(THE DATA)

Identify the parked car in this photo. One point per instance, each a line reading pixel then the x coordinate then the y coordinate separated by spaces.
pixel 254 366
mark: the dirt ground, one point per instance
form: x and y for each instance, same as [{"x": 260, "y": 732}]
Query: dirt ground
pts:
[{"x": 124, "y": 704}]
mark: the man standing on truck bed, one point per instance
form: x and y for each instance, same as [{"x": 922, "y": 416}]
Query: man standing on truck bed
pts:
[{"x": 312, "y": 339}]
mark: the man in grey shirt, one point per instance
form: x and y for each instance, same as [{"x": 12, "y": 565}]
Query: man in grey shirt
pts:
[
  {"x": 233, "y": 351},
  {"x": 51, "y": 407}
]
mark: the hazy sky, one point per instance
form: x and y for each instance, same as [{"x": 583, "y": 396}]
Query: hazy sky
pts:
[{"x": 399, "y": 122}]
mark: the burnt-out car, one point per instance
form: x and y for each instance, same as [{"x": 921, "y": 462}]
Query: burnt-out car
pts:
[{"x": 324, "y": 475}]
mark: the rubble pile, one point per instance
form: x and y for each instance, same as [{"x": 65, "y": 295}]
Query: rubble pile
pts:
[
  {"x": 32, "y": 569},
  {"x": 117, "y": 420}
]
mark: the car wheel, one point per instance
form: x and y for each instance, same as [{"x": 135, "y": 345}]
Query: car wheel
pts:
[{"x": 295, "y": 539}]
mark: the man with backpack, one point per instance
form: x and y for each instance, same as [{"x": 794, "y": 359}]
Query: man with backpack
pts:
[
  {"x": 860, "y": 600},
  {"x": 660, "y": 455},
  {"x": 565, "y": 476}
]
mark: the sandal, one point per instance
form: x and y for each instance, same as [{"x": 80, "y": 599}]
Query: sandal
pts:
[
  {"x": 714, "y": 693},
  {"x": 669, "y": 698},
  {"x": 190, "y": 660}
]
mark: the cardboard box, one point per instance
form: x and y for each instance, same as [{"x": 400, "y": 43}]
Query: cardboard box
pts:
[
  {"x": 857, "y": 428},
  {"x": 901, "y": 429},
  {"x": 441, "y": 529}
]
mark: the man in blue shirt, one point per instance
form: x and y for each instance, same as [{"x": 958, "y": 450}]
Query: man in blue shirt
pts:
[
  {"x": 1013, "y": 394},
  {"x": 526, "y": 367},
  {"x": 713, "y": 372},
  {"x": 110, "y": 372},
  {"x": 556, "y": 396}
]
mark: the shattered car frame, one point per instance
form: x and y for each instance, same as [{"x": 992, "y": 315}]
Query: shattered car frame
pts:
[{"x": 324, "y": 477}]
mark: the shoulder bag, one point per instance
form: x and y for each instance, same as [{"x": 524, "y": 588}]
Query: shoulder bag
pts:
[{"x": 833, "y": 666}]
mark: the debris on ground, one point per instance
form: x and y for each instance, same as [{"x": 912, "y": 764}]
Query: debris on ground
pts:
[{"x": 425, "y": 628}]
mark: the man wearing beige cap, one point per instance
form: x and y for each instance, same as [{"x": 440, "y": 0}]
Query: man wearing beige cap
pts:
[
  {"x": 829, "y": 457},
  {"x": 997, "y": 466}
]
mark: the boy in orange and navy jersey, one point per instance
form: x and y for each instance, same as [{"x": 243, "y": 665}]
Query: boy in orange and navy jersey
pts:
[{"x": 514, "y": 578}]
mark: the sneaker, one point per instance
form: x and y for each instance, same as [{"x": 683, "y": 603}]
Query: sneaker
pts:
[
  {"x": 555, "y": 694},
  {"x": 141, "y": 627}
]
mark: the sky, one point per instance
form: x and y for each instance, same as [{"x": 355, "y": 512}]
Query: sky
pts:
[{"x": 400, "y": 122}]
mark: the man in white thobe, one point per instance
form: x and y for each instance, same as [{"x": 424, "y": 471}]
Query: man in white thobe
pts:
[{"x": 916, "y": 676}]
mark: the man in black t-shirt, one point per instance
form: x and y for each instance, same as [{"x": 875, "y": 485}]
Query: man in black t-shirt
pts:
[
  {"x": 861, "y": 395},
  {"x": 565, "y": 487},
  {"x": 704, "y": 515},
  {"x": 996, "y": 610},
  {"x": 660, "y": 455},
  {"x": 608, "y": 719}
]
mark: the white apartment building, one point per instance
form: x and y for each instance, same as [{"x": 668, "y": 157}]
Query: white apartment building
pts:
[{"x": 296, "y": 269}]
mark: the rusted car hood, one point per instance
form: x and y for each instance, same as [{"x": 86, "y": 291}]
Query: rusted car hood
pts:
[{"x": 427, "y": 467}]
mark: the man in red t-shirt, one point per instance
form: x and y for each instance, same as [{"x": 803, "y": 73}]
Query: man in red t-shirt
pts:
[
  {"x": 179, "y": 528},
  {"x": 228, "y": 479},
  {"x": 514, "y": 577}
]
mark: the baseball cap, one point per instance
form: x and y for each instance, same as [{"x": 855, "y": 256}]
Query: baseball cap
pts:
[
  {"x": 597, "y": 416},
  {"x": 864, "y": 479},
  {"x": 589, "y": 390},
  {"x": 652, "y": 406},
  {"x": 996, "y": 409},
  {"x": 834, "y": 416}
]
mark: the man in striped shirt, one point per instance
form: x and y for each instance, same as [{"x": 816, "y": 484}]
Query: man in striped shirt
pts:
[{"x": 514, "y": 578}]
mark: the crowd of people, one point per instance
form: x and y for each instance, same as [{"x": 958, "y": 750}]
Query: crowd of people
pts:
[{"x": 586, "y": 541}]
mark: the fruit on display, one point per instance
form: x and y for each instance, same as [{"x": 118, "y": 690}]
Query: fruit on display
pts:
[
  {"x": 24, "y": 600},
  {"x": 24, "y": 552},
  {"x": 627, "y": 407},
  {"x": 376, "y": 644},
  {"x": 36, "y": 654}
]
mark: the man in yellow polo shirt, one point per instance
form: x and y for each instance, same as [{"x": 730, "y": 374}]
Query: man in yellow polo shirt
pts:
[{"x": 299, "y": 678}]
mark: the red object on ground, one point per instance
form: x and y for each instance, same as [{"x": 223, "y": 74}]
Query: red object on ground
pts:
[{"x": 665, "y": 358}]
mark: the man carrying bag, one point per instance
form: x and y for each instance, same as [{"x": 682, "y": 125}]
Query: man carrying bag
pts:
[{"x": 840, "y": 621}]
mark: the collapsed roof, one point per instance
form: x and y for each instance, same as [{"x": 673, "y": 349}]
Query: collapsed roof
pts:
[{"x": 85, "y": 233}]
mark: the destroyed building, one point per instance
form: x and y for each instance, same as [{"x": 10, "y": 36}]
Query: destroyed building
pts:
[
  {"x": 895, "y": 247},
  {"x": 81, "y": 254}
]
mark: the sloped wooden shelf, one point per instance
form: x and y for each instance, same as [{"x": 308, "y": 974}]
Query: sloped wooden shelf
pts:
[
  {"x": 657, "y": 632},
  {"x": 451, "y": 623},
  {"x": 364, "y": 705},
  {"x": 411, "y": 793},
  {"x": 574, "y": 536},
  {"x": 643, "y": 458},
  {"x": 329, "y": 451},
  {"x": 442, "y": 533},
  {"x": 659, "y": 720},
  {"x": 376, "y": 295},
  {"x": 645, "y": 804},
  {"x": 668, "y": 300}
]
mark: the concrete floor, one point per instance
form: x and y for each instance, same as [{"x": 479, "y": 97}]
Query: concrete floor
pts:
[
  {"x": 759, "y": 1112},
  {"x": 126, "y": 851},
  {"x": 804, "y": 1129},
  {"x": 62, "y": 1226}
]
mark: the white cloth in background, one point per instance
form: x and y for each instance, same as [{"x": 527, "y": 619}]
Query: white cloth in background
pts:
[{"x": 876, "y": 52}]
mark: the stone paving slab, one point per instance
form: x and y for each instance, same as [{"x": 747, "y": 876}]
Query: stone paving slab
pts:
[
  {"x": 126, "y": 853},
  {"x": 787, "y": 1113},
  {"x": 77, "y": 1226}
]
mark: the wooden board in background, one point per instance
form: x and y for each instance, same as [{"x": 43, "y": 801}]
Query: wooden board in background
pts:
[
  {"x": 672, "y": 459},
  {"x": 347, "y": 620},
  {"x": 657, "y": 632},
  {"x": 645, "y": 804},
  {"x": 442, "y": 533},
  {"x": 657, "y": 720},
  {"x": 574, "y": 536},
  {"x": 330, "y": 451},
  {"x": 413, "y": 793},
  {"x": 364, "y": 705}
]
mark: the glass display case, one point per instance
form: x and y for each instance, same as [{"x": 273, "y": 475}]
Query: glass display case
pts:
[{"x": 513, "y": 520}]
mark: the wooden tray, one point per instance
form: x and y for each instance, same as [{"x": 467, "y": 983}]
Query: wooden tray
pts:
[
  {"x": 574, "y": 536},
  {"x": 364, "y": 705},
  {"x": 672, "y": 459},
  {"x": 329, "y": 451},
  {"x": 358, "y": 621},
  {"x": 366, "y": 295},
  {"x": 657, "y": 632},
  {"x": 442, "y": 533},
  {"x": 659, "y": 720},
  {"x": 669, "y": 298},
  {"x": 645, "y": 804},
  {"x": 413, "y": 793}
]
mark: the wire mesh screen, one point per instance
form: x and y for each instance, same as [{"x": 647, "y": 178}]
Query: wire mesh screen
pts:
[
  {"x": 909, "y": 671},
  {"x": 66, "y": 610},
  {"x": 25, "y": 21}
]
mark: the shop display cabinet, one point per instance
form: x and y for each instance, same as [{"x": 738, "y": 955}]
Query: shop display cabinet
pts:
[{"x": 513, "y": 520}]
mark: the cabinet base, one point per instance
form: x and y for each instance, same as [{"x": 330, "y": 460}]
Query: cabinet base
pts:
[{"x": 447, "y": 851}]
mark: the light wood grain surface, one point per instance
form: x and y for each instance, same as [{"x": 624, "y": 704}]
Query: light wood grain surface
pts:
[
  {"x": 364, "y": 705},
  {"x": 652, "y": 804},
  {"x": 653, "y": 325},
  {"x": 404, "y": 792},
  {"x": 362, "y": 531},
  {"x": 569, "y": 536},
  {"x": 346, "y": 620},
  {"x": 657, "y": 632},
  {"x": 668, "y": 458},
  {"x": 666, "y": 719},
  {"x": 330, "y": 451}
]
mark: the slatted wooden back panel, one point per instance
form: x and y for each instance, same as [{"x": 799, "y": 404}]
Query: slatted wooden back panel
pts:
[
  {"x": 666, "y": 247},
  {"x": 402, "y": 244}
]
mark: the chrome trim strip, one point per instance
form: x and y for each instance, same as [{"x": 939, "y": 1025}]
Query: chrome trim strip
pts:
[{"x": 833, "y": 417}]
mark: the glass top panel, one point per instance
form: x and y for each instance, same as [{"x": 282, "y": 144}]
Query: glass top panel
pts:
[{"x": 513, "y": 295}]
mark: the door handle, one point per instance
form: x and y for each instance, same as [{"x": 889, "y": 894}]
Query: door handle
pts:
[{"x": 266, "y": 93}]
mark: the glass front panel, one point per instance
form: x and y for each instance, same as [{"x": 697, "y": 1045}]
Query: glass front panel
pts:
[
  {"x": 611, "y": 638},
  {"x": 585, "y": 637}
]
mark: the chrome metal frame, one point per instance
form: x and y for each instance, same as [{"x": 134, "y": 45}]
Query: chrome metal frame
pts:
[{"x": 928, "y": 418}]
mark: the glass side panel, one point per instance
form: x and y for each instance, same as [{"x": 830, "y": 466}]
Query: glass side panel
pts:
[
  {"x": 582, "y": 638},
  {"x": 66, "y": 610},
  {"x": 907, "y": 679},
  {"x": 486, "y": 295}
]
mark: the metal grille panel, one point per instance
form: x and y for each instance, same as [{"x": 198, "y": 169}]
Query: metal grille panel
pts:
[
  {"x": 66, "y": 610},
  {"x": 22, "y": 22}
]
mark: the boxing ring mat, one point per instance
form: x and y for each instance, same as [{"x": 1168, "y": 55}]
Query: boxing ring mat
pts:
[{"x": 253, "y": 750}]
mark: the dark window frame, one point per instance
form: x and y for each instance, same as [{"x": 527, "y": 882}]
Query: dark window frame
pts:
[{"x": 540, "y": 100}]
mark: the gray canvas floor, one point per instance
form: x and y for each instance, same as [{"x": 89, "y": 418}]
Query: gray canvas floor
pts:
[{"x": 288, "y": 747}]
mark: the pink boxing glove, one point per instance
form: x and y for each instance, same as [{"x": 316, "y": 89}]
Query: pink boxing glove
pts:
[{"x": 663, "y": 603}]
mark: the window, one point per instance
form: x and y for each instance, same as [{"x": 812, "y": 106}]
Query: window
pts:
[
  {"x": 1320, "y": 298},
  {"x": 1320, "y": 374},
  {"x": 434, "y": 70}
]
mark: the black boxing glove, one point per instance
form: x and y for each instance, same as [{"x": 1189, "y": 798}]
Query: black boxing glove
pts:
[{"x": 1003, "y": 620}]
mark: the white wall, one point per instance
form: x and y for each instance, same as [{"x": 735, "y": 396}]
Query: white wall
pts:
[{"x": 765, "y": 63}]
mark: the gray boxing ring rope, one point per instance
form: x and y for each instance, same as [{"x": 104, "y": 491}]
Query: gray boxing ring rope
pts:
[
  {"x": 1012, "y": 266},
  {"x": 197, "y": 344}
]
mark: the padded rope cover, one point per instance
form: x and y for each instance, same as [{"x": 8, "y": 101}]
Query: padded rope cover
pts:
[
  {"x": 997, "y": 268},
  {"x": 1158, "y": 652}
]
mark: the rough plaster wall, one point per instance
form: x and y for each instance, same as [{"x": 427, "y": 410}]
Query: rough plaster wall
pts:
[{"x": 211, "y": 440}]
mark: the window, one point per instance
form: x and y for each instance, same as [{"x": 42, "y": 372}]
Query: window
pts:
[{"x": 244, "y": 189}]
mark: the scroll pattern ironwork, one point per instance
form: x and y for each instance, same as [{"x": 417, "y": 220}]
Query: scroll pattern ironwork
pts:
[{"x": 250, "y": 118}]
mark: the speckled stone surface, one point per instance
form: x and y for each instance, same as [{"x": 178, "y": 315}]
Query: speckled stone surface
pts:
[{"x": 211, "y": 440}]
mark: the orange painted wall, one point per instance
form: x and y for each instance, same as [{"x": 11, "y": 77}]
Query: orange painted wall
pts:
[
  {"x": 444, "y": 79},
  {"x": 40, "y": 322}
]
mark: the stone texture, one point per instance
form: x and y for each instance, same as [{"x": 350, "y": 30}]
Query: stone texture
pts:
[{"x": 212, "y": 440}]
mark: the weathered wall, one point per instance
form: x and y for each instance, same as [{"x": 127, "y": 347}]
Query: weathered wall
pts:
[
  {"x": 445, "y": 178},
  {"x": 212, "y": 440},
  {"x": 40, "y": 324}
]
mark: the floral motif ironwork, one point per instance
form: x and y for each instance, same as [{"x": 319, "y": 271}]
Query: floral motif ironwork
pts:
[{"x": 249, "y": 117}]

(End THE DATA)

- [YOUR GOAL]: Word for word, restate the lines above from the line containing "Query: orange painted wall" through the line containing "mark: the floral", with both included and nothing else.

- [RESPONSE TO THE EXERCISE]:
Query: orange painted wall
pts:
[
  {"x": 444, "y": 79},
  {"x": 40, "y": 322}
]
mark: the stone texture, one point per instance
form: x and y for each instance, same as [{"x": 350, "y": 30}]
Query: stone texture
pts:
[{"x": 212, "y": 440}]
mark: the weathered wall, one point per instance
form: x and y for each instance, same as [{"x": 127, "y": 347}]
Query: weathered wall
pts:
[
  {"x": 445, "y": 178},
  {"x": 212, "y": 440},
  {"x": 40, "y": 324}
]
mark: the floral motif ironwork, one point per instance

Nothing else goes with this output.